**EXERCISE INSTRUCTIONS:** Your response should be a copy of each line in the listing below that includes the word "When".

--

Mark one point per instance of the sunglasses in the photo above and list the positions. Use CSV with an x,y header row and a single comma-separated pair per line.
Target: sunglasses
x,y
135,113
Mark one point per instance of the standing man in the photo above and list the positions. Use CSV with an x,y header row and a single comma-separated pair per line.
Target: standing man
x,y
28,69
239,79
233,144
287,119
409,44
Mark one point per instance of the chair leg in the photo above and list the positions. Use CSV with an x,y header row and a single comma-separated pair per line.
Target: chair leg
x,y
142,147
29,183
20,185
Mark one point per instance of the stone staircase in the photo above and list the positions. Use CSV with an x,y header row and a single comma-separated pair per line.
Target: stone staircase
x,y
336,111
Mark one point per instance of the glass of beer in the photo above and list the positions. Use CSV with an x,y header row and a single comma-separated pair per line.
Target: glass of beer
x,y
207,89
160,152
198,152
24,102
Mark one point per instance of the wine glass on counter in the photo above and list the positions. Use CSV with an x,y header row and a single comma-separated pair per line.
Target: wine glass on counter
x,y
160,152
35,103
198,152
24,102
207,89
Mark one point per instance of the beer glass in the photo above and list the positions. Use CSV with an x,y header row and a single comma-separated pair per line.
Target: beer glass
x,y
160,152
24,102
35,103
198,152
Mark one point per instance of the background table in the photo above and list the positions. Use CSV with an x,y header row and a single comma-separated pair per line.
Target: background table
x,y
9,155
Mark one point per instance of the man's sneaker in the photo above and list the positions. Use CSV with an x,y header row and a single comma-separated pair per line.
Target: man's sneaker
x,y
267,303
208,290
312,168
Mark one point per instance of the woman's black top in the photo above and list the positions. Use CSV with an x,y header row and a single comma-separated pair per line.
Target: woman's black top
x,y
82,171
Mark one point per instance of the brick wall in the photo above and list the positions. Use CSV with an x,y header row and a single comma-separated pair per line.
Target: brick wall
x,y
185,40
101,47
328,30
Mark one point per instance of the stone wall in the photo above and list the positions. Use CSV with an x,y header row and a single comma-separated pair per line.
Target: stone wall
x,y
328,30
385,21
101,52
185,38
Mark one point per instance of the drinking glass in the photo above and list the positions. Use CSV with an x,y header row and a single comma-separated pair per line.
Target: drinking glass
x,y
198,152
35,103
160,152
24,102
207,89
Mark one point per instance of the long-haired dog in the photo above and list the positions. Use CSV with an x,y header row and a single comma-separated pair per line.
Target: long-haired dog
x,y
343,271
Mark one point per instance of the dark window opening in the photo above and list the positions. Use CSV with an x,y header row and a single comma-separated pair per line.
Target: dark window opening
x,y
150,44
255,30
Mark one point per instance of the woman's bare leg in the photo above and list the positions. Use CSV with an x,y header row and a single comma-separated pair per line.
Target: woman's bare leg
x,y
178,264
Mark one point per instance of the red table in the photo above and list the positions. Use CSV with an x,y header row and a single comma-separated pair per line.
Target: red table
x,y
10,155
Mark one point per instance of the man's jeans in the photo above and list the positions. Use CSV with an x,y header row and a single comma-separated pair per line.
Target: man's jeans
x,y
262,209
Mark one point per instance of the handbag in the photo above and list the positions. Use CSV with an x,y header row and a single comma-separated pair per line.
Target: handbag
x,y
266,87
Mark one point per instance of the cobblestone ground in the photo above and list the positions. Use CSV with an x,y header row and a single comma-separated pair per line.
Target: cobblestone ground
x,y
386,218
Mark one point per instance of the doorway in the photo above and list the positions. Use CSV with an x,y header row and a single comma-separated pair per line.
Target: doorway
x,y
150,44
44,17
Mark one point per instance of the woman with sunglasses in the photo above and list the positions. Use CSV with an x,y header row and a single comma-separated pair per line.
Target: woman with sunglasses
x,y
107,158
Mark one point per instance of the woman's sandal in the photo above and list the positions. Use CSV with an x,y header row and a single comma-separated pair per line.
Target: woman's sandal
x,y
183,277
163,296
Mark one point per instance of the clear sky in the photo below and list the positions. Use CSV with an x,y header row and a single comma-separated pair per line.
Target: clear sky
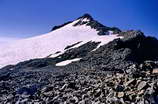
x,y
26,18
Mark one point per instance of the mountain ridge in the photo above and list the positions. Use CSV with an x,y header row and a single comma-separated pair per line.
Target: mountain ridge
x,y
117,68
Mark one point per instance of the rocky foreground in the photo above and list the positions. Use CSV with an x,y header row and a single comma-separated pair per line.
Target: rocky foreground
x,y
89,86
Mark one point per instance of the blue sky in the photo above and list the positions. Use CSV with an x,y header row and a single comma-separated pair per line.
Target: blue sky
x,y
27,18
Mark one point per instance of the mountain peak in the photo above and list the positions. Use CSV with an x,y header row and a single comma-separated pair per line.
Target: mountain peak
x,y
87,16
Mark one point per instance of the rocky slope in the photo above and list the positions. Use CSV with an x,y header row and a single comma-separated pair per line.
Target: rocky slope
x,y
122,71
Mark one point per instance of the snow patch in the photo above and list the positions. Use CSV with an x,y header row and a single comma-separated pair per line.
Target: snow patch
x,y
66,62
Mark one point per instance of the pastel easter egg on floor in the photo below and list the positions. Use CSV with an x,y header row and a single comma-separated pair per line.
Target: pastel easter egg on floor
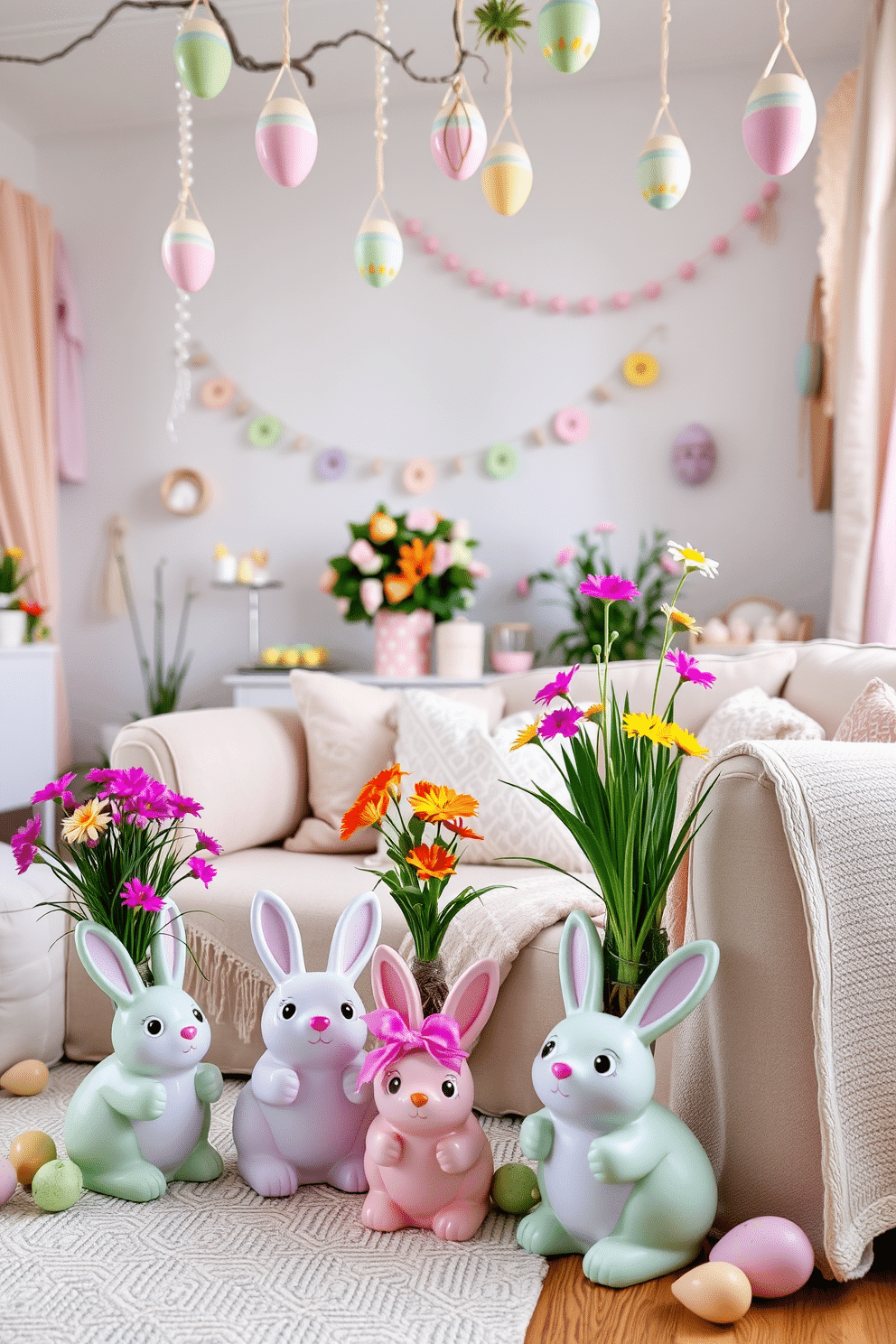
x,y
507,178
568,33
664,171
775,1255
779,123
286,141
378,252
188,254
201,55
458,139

--

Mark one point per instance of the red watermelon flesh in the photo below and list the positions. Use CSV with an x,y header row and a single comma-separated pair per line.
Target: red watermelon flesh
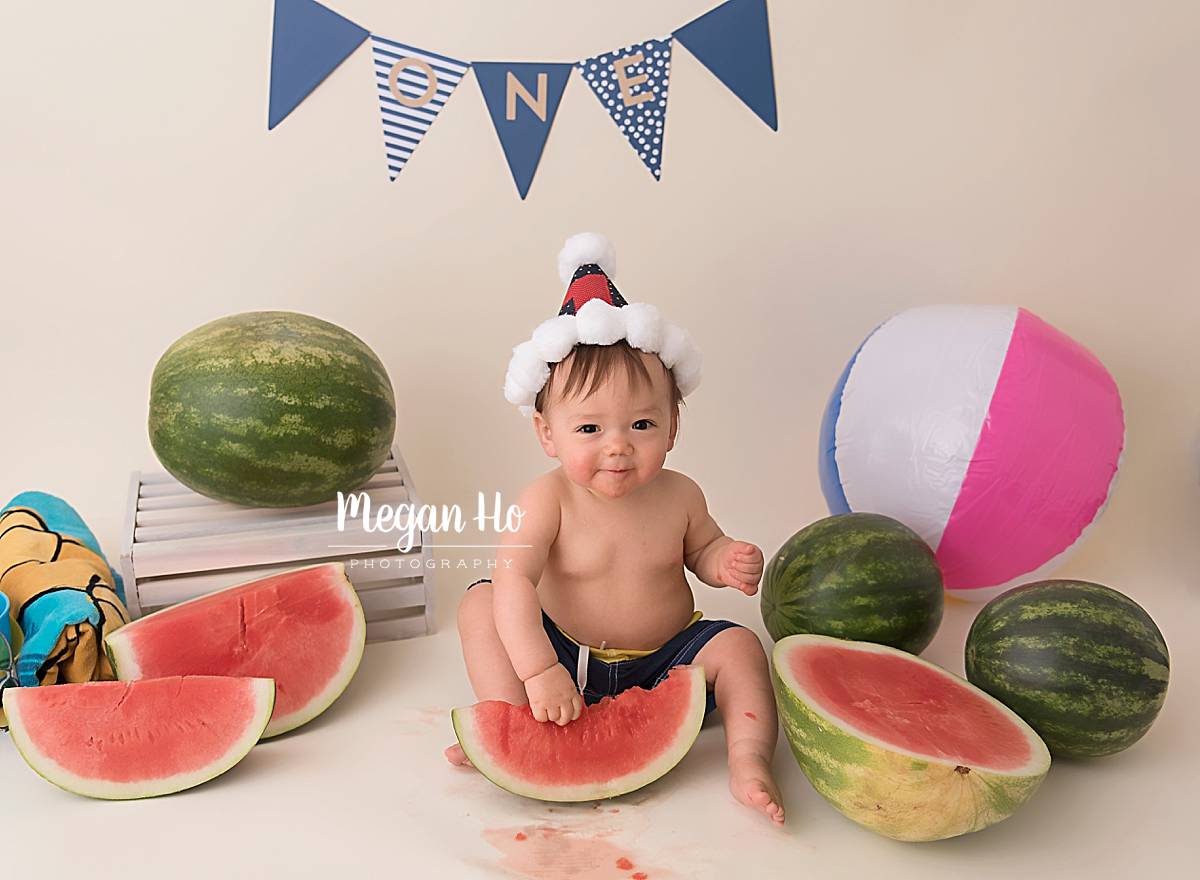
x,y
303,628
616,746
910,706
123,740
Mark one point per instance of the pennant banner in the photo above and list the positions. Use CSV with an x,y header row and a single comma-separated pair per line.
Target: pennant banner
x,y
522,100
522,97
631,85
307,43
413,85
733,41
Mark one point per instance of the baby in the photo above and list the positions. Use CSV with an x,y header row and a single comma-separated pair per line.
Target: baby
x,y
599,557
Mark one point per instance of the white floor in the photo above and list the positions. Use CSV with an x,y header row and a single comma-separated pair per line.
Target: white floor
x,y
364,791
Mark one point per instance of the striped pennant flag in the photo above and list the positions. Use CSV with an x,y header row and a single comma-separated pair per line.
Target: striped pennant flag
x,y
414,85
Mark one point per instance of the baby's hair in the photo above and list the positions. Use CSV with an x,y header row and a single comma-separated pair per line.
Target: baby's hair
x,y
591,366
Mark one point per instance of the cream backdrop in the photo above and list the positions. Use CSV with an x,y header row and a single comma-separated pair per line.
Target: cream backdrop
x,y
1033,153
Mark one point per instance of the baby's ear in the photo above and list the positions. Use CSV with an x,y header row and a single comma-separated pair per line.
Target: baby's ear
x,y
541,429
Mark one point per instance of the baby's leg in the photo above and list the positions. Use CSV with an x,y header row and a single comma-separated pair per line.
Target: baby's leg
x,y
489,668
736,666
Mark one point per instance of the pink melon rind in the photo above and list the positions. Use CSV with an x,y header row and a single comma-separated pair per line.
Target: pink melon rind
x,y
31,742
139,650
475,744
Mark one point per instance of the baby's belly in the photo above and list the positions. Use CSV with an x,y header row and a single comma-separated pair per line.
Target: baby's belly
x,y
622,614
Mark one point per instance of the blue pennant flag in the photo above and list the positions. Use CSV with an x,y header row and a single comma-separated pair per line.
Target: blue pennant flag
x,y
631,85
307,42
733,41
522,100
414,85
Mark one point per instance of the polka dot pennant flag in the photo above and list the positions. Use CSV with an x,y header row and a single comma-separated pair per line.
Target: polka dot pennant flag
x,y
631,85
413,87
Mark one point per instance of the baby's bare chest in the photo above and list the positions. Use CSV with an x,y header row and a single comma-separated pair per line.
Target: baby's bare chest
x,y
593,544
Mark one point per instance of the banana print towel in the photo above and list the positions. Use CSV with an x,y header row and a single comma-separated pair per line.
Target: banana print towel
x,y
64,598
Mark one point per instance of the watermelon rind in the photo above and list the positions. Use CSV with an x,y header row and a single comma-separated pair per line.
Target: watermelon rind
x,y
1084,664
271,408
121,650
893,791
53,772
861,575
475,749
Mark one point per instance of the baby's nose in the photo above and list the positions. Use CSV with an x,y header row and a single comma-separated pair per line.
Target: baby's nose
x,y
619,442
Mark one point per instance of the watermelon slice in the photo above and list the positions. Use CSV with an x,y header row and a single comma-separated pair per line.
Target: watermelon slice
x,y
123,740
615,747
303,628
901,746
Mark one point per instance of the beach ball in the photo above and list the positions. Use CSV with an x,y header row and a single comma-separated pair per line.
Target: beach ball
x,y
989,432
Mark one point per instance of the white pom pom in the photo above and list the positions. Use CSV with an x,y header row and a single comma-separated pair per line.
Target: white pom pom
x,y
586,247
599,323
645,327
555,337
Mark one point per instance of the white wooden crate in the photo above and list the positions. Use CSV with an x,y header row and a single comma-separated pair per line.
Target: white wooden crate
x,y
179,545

--

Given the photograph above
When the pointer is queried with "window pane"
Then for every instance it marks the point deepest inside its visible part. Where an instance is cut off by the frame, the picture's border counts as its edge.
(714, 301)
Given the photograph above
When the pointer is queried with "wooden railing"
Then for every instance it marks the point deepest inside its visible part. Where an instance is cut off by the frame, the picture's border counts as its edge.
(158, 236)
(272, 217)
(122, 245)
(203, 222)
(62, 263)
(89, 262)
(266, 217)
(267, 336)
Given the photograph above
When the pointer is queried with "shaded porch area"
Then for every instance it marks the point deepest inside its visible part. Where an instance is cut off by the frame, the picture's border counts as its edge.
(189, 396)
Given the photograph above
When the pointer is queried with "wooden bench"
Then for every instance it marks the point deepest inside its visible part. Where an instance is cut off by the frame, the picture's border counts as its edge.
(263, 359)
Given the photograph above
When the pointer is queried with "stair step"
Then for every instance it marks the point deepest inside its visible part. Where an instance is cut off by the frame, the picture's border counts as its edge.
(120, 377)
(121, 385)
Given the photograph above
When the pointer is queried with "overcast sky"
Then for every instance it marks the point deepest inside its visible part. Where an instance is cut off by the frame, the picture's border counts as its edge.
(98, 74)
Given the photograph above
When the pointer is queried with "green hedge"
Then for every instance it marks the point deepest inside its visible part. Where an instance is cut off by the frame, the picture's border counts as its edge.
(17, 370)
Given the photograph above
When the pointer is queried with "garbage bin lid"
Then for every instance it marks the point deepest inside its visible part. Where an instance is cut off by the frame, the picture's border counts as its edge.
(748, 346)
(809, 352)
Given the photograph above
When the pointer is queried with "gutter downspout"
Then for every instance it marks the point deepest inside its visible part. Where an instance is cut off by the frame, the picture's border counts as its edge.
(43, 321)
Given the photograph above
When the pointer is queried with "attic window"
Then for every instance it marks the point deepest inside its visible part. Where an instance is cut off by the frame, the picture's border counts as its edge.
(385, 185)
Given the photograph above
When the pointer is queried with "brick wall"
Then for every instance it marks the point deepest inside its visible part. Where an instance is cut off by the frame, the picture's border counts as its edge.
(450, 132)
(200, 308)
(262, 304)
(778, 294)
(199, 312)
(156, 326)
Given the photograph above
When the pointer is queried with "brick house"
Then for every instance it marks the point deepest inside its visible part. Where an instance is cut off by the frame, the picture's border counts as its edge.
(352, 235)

--

**WORKED SOLUTION:**
When the pointer is queried with "window pane"
When the pointer is queried with "wooden railing"
When the pointer is queried with "shaded porch area"
When the pointer is queried with "wooden bench"
When the pointer is queried with "stair step"
When the pointer is queried with "overcast sky"
When the pointer is queried with "green hedge"
When the pointer is queried with "garbage bin lid"
When the pointer is queried with "gutter downspout"
When the pointer is queried with "attic window"
When the pointer is queried with "brick wall"
When the pointer is queried with "brick house"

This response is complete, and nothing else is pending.